[TASK TO CARRY OUT]: Down to the last line, repeat the entries exactly.

[AVAILABLE DATA]:

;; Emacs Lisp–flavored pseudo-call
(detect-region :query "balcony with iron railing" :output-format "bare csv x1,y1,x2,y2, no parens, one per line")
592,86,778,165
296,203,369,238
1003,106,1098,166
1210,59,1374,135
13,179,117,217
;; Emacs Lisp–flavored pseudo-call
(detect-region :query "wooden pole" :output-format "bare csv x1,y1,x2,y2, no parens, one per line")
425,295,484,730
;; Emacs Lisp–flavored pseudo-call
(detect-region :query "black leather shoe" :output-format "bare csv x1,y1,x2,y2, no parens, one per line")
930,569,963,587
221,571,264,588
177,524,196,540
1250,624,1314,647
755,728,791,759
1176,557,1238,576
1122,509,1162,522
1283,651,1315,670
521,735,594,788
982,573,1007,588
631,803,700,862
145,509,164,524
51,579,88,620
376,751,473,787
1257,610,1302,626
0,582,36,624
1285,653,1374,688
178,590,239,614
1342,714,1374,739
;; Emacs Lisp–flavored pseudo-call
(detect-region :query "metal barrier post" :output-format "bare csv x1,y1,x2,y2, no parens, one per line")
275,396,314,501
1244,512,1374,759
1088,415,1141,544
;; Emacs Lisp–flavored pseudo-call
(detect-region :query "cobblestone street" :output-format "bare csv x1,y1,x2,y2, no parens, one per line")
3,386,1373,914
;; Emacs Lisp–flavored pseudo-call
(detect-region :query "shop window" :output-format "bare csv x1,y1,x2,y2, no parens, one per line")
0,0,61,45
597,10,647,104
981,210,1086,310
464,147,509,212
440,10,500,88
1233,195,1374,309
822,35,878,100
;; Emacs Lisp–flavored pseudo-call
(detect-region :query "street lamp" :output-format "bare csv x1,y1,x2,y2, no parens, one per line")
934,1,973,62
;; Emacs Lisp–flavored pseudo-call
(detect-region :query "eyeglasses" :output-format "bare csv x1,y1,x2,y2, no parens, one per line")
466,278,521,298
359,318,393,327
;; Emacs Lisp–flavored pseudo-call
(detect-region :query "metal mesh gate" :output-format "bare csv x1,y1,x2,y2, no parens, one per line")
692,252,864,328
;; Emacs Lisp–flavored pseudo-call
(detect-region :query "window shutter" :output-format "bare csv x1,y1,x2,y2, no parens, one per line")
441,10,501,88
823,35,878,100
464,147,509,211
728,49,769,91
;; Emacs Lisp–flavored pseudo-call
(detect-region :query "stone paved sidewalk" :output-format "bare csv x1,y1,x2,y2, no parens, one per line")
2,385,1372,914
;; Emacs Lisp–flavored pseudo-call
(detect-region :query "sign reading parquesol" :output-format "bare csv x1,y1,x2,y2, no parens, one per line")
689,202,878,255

[RESPONSE TO THE EXERCISE]:
;; Emacs Lisp–flavored pseudo-call
(detect-region :query "balcony with iron railing" :output-format "bare csv x1,y1,x2,y2, no parens, one per line")
592,86,778,165
296,203,369,238
1003,106,1098,166
1210,59,1374,135
13,179,117,217
;; Emacs Lisp–flavored pseudo-call
(detect-region :query "wooden pole" :output-format "bare csv x1,y1,x2,y2, no parens, one per line")
425,295,484,730
;; Emacs Lisp–flavored pseudo-call
(detect-region :query "black leather shoe" :output-format "bare csv x1,y1,x2,y2, no parens, one per line")
930,569,963,587
221,571,264,588
177,524,196,540
1250,624,1314,647
755,728,791,759
1176,557,1238,576
1122,509,1162,522
1283,651,1315,670
521,735,594,788
982,573,1007,588
631,803,700,862
145,509,164,524
51,579,88,620
376,751,473,787
1257,610,1302,626
0,582,36,624
1285,653,1374,688
178,590,239,614
1342,714,1374,739
;; Emacs Lisp–flavored pseudo-call
(detect-region :query "metal barrier post" :output-format "bare csv x1,y1,x2,y2, no parens, one per line")
275,396,314,501
1244,512,1374,759
1088,415,1141,544
;; Emacs Lisp–flavored pseudo-call
(detect-region :query "cobblestone street" :output-format "bare csv x1,y1,x2,y2, no parens, one per line")
3,386,1373,914
;; Emacs Lisp–flavored pseudo-call
(detect-region :query "shop window" :output-format "bare csv x1,y1,x2,y2, no parens, one per line")
0,0,61,45
597,10,647,104
981,210,1086,310
464,147,509,212
440,10,500,88
1233,195,1374,309
822,35,878,100
;; Emacs Lisp–flavored pseudo-call
(detect-region :query "street lamp" :output-format "bare csv x1,y1,x2,y2, no parens, one per line")
934,1,973,62
;; Emacs Lisp–flavored pseudo-call
(detect-region :query "eyeglasses" :output-format "bare csv x1,y1,x2,y2, no parens, one per line")
466,278,521,298
359,318,393,327
;; Emacs Lisp–flavored pseudo-call
(detect-region :query "metal mesh gate" :output-format "bare csv x1,y1,x2,y2, no parens, one per line")
692,252,864,328
;; Emacs Lisp–flavored pseudo-call
(detect-region :query "window shutter" :output-format "bare csv x1,y1,x2,y2, no parens, one per line")
441,10,501,88
823,35,878,100
464,147,509,211
728,49,769,91
;; Emacs Lisp–flavored pseudo-call
(detect-region :query "stone paved sidewalk" :output-format "bare csv x1,y1,x2,y2, no parens, one per line")
2,385,1372,914
;; Emacs Lisp–flavored pseudo-call
(detect-region :query "sign reading parquesol" :output-format "bare csv x1,y1,x2,y2, no parens, one per line")
689,202,878,255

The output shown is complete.